* begin Document extract *

The YBA Assembly 2016 - Part One

THEY came from the margins of Yorkshire to the centre of Sheffield…

Worship at The WellAbout 140 people turned out for the YBA Assembly, which this year was held at one of the Association’s newest Baptist churches – The Well, in Sheffield. The theme was “From the Margins to the Centre – Discipleship in the Church Today” and the guest speaker was the Revd Roy Searle, one of the founders of the Northumbria Community, a new monastic missional community.
Regional Minister and Team Leader the Revd Graham Ensor welcomed everyone and said it was good to be together because it reminded us how we were part of the wider Baptist family. He hoped people would be encouraged by the stories of life and vitality among our churches.
Worship was led by a band from The Well before Roy was welcomed by Graham.
Hall at Well
Roy brought greetings from the Northumbria Community and spoke about what was happening there. He was encouraged by what he saw on the margins, how people were rediscovering that they needed to be a people of movement.
“The Kingdom of God is more important than a building or a service we run,” he said. He spoke of how he had come to faith from an unchurched background and was thankful for the people who had discipled him, for their passion for God and the desire to share the Gospel.
“Being missional with a commitment to discipleship belong together – like twins.

* end Document extract *
* begin Material shown *

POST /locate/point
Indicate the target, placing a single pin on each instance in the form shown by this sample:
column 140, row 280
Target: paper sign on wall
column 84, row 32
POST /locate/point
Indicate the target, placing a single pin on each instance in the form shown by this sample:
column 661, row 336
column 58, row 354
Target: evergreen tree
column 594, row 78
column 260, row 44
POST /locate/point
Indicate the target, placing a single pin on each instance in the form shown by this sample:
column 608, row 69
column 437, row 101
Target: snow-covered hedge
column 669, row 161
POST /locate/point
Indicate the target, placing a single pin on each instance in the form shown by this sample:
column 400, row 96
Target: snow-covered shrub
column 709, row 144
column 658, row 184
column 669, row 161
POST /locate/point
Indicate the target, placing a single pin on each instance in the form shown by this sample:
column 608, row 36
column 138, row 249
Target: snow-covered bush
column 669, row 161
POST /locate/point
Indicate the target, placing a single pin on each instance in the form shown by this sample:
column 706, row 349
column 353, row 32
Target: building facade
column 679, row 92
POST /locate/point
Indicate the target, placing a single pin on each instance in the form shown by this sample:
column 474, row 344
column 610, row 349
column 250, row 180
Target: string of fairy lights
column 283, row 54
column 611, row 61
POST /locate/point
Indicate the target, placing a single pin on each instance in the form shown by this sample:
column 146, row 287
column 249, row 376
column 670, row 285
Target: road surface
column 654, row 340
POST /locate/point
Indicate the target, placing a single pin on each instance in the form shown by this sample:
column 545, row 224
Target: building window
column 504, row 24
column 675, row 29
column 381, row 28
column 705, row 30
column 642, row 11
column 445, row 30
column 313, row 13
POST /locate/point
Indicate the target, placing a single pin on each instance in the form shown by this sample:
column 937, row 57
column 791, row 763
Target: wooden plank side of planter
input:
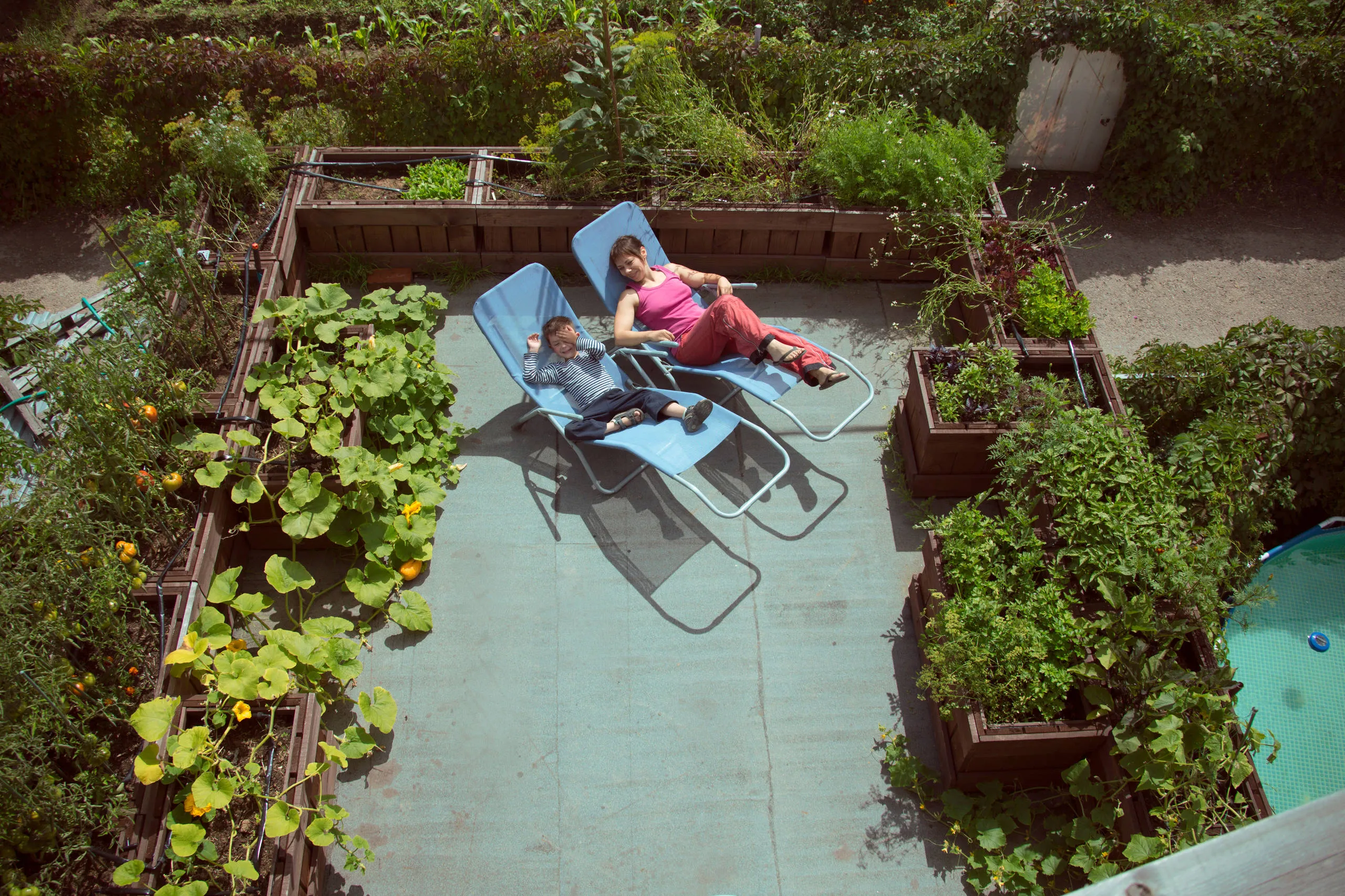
column 377, row 237
column 844, row 244
column 758, row 243
column 743, row 218
column 435, row 238
column 525, row 240
column 553, row 240
column 700, row 241
column 783, row 243
column 506, row 263
column 744, row 264
column 431, row 213
column 405, row 237
column 350, row 238
column 322, row 238
column 727, row 243
column 496, row 240
column 673, row 240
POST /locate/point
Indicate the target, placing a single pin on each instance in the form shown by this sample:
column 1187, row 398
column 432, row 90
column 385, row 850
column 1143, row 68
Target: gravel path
column 53, row 257
column 1192, row 277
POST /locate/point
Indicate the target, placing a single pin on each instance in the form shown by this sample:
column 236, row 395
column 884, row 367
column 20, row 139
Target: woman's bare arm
column 696, row 279
column 627, row 338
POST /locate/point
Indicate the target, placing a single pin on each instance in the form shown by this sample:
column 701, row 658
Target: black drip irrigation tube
column 243, row 332
column 159, row 587
column 500, row 186
column 358, row 183
column 1079, row 374
column 271, row 763
column 1019, row 337
column 412, row 162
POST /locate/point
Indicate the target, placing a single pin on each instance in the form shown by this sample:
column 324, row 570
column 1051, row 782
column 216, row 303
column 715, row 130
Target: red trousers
column 731, row 327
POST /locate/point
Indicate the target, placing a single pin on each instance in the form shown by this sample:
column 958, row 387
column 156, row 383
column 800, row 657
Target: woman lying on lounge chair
column 661, row 299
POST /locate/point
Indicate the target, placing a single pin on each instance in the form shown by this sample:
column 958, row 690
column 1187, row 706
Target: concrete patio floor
column 630, row 695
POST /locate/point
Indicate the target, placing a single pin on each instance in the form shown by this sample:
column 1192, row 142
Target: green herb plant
column 1047, row 307
column 896, row 159
column 438, row 179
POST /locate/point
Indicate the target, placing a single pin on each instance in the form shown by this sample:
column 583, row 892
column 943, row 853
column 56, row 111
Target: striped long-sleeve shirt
column 583, row 379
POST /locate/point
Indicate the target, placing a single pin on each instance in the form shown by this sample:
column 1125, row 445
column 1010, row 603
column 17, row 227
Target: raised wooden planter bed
column 981, row 324
column 200, row 561
column 503, row 234
column 298, row 867
column 970, row 748
column 950, row 459
column 257, row 349
column 182, row 605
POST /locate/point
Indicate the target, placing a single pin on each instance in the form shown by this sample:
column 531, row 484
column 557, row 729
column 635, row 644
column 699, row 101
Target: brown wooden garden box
column 950, row 459
column 973, row 750
column 979, row 322
column 488, row 229
column 299, row 866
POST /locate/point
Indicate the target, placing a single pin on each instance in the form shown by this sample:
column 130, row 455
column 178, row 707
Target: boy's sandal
column 696, row 415
column 834, row 379
column 627, row 419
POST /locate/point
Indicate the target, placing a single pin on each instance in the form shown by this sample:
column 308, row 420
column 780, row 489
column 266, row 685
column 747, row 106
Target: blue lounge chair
column 594, row 244
column 518, row 307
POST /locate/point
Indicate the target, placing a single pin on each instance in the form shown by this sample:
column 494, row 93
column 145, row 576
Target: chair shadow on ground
column 643, row 530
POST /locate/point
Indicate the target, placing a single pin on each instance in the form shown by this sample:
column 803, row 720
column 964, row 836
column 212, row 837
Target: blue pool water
column 1298, row 692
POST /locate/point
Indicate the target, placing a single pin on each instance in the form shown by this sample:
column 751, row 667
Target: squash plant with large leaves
column 377, row 499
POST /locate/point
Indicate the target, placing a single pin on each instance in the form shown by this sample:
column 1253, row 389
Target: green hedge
column 1206, row 107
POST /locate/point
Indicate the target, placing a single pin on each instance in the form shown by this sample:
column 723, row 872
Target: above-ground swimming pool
column 1296, row 686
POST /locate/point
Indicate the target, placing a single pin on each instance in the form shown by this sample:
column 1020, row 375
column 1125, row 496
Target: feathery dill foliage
column 894, row 158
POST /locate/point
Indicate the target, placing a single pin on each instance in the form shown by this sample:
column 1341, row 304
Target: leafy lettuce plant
column 1047, row 307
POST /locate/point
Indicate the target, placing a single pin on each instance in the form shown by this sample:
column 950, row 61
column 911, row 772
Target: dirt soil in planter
column 241, row 743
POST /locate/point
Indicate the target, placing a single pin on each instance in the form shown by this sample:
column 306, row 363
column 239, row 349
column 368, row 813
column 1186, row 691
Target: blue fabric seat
column 592, row 247
column 518, row 307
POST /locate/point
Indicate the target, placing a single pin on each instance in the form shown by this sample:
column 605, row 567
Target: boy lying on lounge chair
column 606, row 407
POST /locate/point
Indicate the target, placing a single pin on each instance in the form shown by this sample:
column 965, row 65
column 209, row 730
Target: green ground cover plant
column 389, row 489
column 1094, row 550
column 1261, row 413
column 1048, row 307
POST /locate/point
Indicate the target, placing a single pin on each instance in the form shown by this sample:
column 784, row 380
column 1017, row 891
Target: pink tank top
column 668, row 306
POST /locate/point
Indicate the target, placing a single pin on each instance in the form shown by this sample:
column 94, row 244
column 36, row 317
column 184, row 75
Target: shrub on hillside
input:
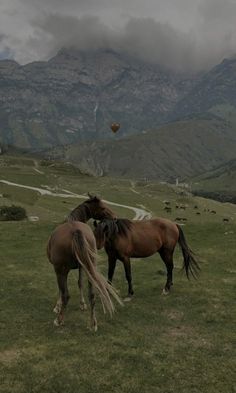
column 12, row 213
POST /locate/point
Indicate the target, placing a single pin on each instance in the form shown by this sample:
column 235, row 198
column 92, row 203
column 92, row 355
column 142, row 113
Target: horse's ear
column 106, row 229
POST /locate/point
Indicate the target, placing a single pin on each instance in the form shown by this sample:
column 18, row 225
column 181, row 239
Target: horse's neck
column 79, row 214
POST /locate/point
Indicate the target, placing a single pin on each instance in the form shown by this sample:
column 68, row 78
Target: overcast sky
column 184, row 34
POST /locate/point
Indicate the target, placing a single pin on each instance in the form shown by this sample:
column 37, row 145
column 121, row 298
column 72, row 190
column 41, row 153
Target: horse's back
column 159, row 231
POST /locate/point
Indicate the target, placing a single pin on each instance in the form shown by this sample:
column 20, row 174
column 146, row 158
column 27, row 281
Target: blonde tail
column 87, row 259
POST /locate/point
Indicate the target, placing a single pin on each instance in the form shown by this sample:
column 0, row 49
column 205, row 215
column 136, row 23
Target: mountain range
column 172, row 124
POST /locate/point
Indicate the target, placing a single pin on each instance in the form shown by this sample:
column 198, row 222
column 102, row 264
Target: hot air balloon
column 115, row 127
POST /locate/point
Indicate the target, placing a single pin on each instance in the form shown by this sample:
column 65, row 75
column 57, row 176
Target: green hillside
column 181, row 343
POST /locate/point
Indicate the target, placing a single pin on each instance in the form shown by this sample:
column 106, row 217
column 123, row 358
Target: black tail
column 190, row 264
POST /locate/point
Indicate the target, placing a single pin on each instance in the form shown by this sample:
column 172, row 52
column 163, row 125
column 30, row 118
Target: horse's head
column 98, row 209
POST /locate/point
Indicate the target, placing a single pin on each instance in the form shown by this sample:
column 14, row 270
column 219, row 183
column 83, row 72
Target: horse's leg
column 63, row 289
column 93, row 319
column 58, row 304
column 167, row 257
column 83, row 305
column 128, row 275
column 111, row 267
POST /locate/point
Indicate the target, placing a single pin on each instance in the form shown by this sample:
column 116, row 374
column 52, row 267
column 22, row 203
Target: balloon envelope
column 115, row 127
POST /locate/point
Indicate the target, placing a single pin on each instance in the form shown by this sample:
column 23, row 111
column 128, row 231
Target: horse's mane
column 115, row 227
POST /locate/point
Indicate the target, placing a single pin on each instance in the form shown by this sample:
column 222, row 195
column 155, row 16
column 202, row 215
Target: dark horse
column 72, row 245
column 124, row 239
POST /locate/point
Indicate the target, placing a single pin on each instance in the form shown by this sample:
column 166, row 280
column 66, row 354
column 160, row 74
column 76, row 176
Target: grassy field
column 182, row 343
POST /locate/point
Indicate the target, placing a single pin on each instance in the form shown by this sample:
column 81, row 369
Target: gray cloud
column 182, row 34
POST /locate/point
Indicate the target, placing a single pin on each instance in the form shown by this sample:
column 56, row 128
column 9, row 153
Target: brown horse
column 72, row 245
column 124, row 239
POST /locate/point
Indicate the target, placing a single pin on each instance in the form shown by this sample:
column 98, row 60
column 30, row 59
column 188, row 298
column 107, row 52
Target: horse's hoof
column 127, row 299
column 58, row 323
column 83, row 307
column 165, row 292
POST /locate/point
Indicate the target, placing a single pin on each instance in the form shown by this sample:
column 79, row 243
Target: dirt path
column 140, row 213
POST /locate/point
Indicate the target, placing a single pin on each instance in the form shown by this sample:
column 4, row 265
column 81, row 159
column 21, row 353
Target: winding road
column 140, row 214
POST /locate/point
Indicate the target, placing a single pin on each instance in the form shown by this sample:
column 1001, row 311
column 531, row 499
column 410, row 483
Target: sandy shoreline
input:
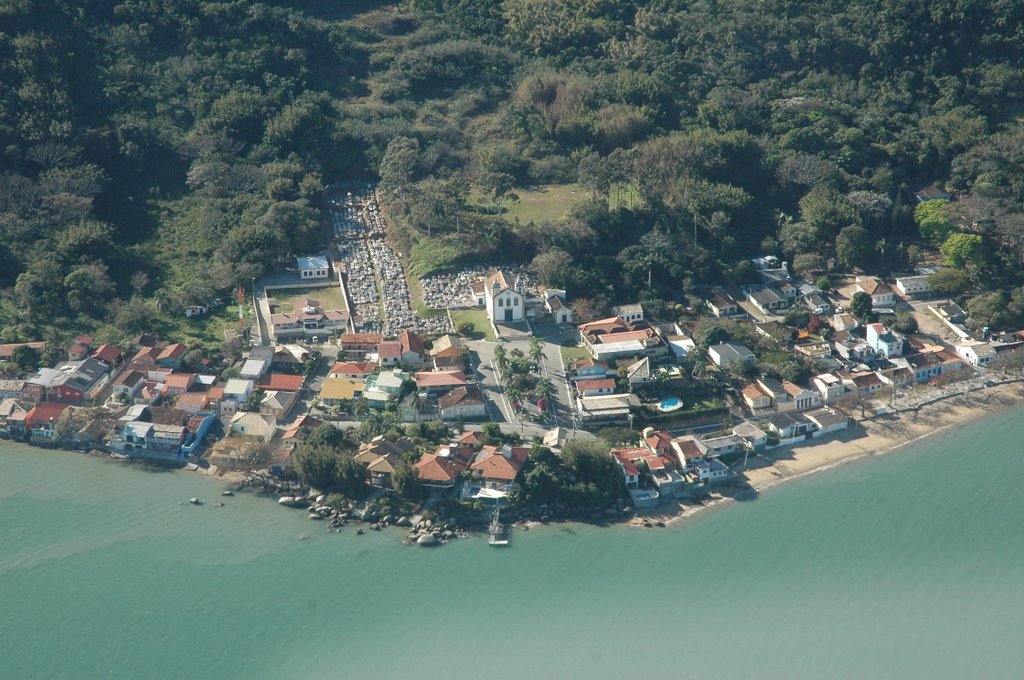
column 872, row 436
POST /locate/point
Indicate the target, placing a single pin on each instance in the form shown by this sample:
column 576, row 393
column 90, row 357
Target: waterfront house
column 278, row 404
column 45, row 421
column 729, row 353
column 788, row 426
column 497, row 469
column 826, row 421
column 253, row 425
column 883, row 341
column 312, row 267
column 465, row 402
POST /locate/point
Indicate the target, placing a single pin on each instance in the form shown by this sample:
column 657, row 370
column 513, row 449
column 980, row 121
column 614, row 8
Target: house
column 178, row 383
column 73, row 382
column 441, row 468
column 802, row 397
column 357, row 344
column 354, row 370
column 864, row 383
column 844, row 322
column 721, row 303
column 755, row 437
column 11, row 389
column 312, row 267
column 505, row 298
column 448, row 351
column 638, row 372
column 768, row 299
column 757, row 399
column 252, row 369
column 913, row 286
column 497, row 468
column 308, row 323
column 610, row 408
column 588, row 368
column 340, row 390
column 170, row 356
column 412, row 349
column 977, row 353
column 827, row 421
column 388, row 353
column 11, row 412
column 931, row 193
column 787, row 426
column 554, row 304
column 44, row 422
column 595, row 386
column 882, row 295
column 883, row 341
column 385, row 386
column 278, row 404
column 238, row 389
column 253, row 425
column 629, row 312
column 437, row 382
column 282, row 382
column 466, row 402
column 728, row 353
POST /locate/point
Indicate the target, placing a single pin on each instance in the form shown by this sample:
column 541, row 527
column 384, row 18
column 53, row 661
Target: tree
column 964, row 251
column 26, row 357
column 860, row 304
column 949, row 282
column 853, row 247
column 933, row 220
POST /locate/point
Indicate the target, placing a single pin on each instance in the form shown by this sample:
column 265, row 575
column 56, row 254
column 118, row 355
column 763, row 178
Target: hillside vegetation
column 158, row 154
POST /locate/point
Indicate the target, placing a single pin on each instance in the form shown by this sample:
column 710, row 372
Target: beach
column 872, row 435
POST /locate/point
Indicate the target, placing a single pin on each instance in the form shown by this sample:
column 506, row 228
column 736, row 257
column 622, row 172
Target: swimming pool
column 670, row 404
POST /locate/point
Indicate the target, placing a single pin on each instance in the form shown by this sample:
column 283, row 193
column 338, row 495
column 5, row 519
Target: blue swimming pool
column 670, row 404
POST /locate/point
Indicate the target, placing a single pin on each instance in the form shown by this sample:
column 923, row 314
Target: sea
column 904, row 565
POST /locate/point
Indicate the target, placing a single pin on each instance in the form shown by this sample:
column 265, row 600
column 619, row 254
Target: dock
column 497, row 530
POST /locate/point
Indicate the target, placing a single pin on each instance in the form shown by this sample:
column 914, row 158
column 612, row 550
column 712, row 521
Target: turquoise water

* end Material shown *

# Short problem 1
In the YBA Assembly report, who was the guest speaker?
# Short problem 2
Quote the YBA Assembly report word for word, starting at "Worship at The" and ending at "monastic missional community.".

# Worked solution 1
The Revd Roy Searle, one of the founders of the Northumbria Community.

# Worked solution 2
Worship at The WellAbout 140 people turned out for the YBA Assembly, which this year was held at one of the Association’s newest Baptist churches – The Well, in Sheffield. The theme was “From the Margins to the Centre – Discipleship in the Church Today” and the guest speaker was the Revd Roy Searle, one of the founders of the Northumbria Community, a new monastic missional community.